Task details :: Make an exact copy of the data below, leaving out every picture.

Information supplied ::
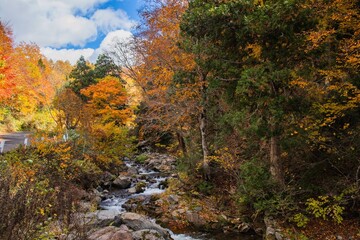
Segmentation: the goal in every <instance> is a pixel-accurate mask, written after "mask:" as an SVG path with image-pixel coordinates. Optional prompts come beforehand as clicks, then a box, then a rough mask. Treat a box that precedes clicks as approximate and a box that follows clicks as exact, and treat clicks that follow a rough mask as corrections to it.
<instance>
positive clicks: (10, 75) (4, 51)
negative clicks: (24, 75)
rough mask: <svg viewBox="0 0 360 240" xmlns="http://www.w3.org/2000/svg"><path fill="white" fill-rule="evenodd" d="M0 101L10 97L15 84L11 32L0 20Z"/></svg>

Response to this exercise ::
Segmentation: the goal in every <instance> is a pixel-accurate mask, written after "mask:" as an SVG path with image-pixel coordinates. Optional prompts come beforehand as clicks, then a box, then a rough mask. Treat a box that precedes clicks as approximate and a box that follows clicks as exact, and treat clicks that follow a rough mask as corrections to it.
<instance>
positive clicks: (10, 75) (4, 51)
negative clicks: (24, 75)
rough mask: <svg viewBox="0 0 360 240" xmlns="http://www.w3.org/2000/svg"><path fill="white" fill-rule="evenodd" d="M0 101L10 97L15 84L11 32L0 20Z"/></svg>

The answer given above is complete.